++++ 引用文

それにしては、21世紀の今ごろ、「サスティナブルな社会」とか「循環型のエネルギー」とかいうのが前面にスローガンになっているのは、先祖がえりのようでシニカルなお話である。
ちょっと疲れているとこういう、字数の少ない本に癒される。
最近の人は知恵ではなく、知識ばかりを求めている。
知識は過去のものだが、知恵は未来からやってくる。
ヴァーナン・クーパー(ランピー族 1990年)
「知恵は未来からやってくる」というのに引かれた。
知識は「獲得された」ものだが、知恵は「創造」の産物、ということだろうか。
知識を溜めながら、その知識の中の「原理」を掘り出し、それを色んな「違うケースにあてがう」。
知恵、とは自分にとってはそんなものに思えるのだが、どうだろうか。
と思って辞書を引く。
ちえ —ゑ 【知恵/▼智▼慧/▼智恵】
(1)〔仏〕 空など仏教の真理に即して、正しく物事を認識し判断する能力。これによって執着や愛憎などの煩悩(ぼんのう)を消滅させることができる。六波羅蜜の一つ。般若(はんにや)。《智慧》(2)事の道理や筋道をわきまえ、正しく判断する心のはたらき。事に当たって適切に判断し、処置する能力。
(3)〔哲〕 単なる学問的知識や頭の良さではなく、人生経験や人格の完成を俟(ま)って初めて得られる、人生の目的・物事の根本の相にかかわる深い知識。叡智(えいち)。ソフィア。
おお。
あながち間違ってはいないじゃない。
ちょっと驚き。
というか、自分はほんと日本語を深くは理解していない。(憂)
だのにどうですか、母国語というだけでこの自信。
こんななら、英語や仏語のマスターなんて簡単だと思うのは、考えが甘いだろうか。
"西"の章より。
(中略)
創造されたもののすべてが、今もそのとき与えられた〈生き方の教え〉を守って生きている。
木や果物も、その教えをけっしてはずれない。
同じ季節がくれば、木はかならず果物を実らせる。
動物もけっして間違えない。
動物たちも、自分たちが創造されたときのまま生きている。
では、こうして創造されたすべてのもののなかで、人間に与えられた〈生き方の教え〉とはなんなのだろう?
私たちは創造された世界を見る。
……そこには、生命があり、円環(サークル)があり、はじまりも終わりもない尺度がある。
フィリップ・ディアー(ムスコギー・クリーク族 1977年)
サスティナブル、とか循環というのは、太古からの原理なのだ。

++++++++
++++ 提供資料

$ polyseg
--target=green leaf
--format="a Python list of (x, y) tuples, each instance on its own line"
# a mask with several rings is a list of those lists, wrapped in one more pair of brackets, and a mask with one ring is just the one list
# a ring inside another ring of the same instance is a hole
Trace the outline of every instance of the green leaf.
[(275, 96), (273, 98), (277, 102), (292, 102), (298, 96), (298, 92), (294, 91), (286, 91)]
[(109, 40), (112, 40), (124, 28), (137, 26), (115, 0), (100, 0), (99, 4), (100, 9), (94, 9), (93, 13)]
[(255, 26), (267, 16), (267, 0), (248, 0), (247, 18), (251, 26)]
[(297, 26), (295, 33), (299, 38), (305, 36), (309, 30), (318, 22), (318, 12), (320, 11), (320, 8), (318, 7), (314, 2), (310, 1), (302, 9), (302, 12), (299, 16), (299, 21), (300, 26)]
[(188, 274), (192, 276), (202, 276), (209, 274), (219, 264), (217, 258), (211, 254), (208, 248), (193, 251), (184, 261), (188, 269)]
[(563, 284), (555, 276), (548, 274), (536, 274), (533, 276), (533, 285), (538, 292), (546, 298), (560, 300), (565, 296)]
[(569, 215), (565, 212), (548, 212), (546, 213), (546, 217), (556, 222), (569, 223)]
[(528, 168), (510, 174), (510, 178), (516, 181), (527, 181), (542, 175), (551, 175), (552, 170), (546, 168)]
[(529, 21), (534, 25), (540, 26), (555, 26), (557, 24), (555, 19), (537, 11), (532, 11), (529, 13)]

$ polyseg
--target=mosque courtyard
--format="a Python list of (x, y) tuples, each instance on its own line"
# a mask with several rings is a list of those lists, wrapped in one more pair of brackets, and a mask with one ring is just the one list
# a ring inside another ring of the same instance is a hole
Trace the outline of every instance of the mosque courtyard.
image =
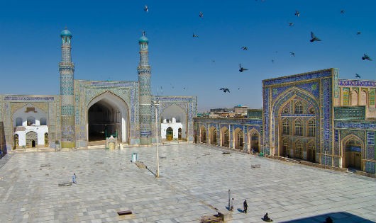
[[(155, 147), (12, 151), (1, 160), (0, 222), (200, 222), (226, 212), (228, 189), (230, 222), (262, 222), (265, 212), (275, 222), (376, 221), (375, 178), (224, 151), (160, 146), (159, 178)], [(58, 186), (74, 173), (77, 184)]]

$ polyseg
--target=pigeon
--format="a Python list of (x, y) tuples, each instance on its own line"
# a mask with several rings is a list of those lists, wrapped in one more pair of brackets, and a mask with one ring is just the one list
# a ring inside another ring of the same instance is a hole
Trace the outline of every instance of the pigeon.
[(243, 68), (243, 67), (241, 67), (241, 64), (239, 64), (239, 67), (240, 67), (240, 69), (239, 69), (239, 72), (244, 72), (244, 71), (247, 71), (247, 70), (248, 70), (248, 69), (246, 69), (246, 68)]
[(224, 93), (226, 93), (226, 92), (230, 93), (230, 90), (228, 90), (228, 88), (220, 88), (219, 90), (221, 90), (221, 91), (223, 91)]
[(363, 60), (367, 59), (367, 60), (370, 60), (370, 61), (372, 60), (371, 57), (369, 57), (367, 55), (366, 55), (366, 54), (364, 54), (364, 56), (362, 57), (362, 59), (363, 59)]
[(313, 32), (311, 32), (311, 38), (312, 39), (311, 39), (311, 42), (314, 42), (314, 41), (321, 41), (321, 40), (319, 39), (318, 38), (316, 38), (314, 35), (314, 33)]

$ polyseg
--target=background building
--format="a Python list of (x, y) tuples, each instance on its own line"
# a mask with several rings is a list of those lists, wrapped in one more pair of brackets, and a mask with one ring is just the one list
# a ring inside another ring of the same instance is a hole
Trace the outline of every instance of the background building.
[(149, 144), (156, 141), (155, 118), (160, 128), (162, 119), (172, 118), (180, 123), (179, 139), (193, 141), (197, 98), (151, 95), (145, 33), (137, 81), (74, 79), (72, 36), (67, 29), (60, 34), (60, 96), (0, 95), (3, 147), (85, 147), (104, 144), (111, 135), (118, 143)]
[(195, 118), (195, 142), (245, 151), (258, 142), (270, 156), (375, 173), (375, 91), (376, 81), (338, 79), (337, 69), (264, 80), (262, 113)]

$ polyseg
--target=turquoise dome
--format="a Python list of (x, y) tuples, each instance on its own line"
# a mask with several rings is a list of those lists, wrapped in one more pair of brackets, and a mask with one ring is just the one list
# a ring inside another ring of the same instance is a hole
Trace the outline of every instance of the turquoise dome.
[(60, 33), (60, 36), (61, 37), (63, 37), (63, 36), (69, 36), (69, 37), (72, 37), (72, 33), (70, 32), (70, 30), (68, 30), (67, 29), (65, 29), (64, 30), (62, 30)]
[(149, 42), (149, 40), (148, 40), (148, 38), (145, 36), (145, 35), (143, 35), (140, 38), (140, 40), (138, 40), (138, 42)]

++++++++

課題:
上の引用文から、「あながち間違ってはいないじゃない。」で始まって「動物たちも、自分たちが創造されたときのまま生きている。」までの部分を、一字も変えずに書き写してください。

解答:
あながち間違ってはいないじゃない。
ちょっと驚き。
というか、自分はほんと日本語を深くは理解していない。(憂)
だのにどうですか、母国語というだけでこの自信。
こんななら、英語や仏語のマスターなんて簡単だと思うのは、考えが甘いだろうか。
"西"の章より。
(中略)
創造されたもののすべてが、今もそのとき与えられた〈生き方の教え〉を守って生きている。
木や果物も、その教えをけっしてはずれない。
同じ季節がくれば、木はかならず果物を実らせる。
動物もけっして間違えない。
動物たちも、自分たちが創造されたときのまま生きている。